Problem requirements => Beginning with the line that contains "of the pink" and continuing through the end of the rows below, arrange those lines as a numbered list, omitting any blank lines.

Stored entries =>
============================================================
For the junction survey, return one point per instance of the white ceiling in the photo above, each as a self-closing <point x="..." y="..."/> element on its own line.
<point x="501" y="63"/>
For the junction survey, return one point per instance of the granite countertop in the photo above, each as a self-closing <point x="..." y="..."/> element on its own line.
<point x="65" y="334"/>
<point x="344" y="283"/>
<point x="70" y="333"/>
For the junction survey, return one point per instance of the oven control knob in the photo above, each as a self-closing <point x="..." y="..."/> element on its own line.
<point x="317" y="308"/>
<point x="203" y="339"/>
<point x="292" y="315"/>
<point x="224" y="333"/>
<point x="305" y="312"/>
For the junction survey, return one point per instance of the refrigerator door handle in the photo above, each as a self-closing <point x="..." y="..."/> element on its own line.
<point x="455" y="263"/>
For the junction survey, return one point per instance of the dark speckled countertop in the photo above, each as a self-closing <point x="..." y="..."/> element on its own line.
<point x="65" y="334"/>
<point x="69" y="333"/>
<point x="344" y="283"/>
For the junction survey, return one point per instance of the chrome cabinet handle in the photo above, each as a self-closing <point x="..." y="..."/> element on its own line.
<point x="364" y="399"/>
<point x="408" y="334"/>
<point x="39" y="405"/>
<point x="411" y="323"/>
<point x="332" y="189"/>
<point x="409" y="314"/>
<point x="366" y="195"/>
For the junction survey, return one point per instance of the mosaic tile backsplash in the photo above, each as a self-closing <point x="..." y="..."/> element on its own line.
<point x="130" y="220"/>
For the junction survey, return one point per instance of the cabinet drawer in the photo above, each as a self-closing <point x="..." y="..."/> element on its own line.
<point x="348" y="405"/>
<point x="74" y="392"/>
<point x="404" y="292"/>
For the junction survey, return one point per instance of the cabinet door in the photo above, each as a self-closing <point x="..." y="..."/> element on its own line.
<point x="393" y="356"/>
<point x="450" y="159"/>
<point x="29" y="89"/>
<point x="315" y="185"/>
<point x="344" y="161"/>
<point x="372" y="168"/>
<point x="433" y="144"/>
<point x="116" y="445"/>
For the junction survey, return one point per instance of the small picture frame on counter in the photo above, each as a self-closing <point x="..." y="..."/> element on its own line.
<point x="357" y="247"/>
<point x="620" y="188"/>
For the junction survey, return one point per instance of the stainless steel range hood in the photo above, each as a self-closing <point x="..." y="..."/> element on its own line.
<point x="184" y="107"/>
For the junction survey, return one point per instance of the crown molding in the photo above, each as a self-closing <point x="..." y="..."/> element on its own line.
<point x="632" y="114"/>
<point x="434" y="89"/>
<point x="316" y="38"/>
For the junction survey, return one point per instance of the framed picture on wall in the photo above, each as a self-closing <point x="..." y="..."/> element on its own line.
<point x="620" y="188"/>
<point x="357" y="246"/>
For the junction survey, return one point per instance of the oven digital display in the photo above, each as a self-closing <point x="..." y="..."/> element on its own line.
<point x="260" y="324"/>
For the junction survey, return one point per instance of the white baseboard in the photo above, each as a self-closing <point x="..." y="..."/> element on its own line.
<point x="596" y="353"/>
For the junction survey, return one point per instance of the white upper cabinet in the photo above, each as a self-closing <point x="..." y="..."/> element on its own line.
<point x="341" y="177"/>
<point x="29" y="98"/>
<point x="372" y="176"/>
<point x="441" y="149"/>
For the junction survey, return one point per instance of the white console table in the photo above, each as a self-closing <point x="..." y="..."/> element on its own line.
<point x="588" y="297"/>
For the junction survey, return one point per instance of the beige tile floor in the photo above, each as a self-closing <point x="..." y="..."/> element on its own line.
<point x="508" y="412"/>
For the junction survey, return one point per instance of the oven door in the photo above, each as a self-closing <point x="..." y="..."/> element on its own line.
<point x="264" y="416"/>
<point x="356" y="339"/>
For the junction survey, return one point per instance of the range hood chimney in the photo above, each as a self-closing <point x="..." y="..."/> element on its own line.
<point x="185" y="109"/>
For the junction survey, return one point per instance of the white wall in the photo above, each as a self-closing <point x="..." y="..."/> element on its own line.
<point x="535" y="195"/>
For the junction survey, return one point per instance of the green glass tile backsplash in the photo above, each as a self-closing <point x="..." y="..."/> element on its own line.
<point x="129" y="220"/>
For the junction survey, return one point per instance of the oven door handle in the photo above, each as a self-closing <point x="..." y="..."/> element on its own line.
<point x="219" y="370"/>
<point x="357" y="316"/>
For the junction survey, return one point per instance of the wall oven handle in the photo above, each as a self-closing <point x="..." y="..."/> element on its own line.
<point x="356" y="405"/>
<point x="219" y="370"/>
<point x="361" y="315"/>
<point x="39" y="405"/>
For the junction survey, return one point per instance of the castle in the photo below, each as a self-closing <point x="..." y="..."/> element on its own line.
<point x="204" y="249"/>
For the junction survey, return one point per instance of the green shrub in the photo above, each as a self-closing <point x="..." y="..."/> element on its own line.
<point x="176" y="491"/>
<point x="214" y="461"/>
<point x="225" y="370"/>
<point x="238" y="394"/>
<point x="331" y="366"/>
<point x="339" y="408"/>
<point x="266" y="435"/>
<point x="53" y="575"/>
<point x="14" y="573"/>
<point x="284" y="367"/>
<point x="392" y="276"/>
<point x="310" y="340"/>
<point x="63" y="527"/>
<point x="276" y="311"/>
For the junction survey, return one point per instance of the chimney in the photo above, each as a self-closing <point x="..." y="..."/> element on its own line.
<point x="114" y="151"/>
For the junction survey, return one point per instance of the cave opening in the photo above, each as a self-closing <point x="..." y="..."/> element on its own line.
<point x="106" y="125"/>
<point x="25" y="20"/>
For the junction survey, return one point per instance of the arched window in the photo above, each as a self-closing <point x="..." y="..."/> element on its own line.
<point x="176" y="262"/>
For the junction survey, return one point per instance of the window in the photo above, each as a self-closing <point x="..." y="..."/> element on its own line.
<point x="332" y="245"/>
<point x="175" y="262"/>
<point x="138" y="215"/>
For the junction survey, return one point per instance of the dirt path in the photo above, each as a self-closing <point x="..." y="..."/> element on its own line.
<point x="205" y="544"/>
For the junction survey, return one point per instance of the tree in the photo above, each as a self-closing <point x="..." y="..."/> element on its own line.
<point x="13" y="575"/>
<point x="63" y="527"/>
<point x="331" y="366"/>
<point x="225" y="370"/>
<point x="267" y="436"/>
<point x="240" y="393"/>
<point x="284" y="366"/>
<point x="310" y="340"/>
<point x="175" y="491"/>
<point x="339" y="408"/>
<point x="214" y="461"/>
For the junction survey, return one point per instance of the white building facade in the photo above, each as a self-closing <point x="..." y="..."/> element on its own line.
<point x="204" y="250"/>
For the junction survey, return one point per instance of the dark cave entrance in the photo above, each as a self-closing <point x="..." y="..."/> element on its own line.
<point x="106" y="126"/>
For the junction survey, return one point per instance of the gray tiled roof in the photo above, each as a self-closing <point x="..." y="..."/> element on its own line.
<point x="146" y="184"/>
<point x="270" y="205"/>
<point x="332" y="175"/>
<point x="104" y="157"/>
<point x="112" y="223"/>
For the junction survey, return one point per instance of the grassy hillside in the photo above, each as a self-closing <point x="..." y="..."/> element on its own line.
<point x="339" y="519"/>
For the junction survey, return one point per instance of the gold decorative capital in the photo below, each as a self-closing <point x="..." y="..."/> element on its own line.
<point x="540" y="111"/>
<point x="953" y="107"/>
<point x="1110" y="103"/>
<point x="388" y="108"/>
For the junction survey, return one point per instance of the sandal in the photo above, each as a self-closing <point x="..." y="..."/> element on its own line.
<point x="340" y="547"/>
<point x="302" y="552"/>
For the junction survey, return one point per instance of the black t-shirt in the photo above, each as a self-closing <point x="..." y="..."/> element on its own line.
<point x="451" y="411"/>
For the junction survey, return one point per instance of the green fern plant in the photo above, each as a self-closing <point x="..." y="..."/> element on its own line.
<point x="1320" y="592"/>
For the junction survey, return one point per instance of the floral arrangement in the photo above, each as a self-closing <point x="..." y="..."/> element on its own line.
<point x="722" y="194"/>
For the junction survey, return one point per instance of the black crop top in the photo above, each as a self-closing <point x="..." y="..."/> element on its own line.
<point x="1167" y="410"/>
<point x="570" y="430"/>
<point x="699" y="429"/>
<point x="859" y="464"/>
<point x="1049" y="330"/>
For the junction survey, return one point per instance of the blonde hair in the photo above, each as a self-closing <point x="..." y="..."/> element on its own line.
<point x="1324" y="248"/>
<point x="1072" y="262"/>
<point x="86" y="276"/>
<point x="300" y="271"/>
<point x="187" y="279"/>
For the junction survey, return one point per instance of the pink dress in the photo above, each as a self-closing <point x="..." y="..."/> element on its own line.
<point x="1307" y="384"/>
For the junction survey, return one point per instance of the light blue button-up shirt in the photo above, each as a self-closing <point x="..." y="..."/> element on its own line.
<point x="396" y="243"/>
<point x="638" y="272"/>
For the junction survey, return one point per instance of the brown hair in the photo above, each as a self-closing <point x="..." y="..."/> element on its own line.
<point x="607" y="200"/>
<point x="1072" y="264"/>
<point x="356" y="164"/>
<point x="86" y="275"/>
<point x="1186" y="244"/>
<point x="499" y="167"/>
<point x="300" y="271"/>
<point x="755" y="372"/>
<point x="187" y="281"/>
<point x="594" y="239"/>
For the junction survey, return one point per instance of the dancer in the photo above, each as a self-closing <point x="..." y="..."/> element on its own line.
============================================================
Response =>
1. For the junction survey, return one point per instance of the pink dress in the photo above, each as a self-closing <point x="..." y="..."/> element on its own line.
2. <point x="1307" y="384"/>
3. For the junction survey, return one point per instance of the light blue button-up shirt in the photo above, each as a self-closing <point x="..." y="..."/> element on its own line.
4. <point x="396" y="243"/>
5. <point x="638" y="272"/>
6. For the junction survey, return one point per instance of the brown hair in the photo above, each as a self-closing <point x="..." y="..."/> element on its own line.
7. <point x="607" y="200"/>
8. <point x="1072" y="264"/>
9. <point x="356" y="164"/>
10. <point x="86" y="275"/>
11. <point x="1186" y="244"/>
12. <point x="499" y="167"/>
13. <point x="300" y="271"/>
14. <point x="755" y="372"/>
15. <point x="187" y="281"/>
16. <point x="594" y="239"/>
17. For the junction survey, return one point per instance of the dancer in the photo above, each as a self-closing <point x="..." y="..."/> element on its own line.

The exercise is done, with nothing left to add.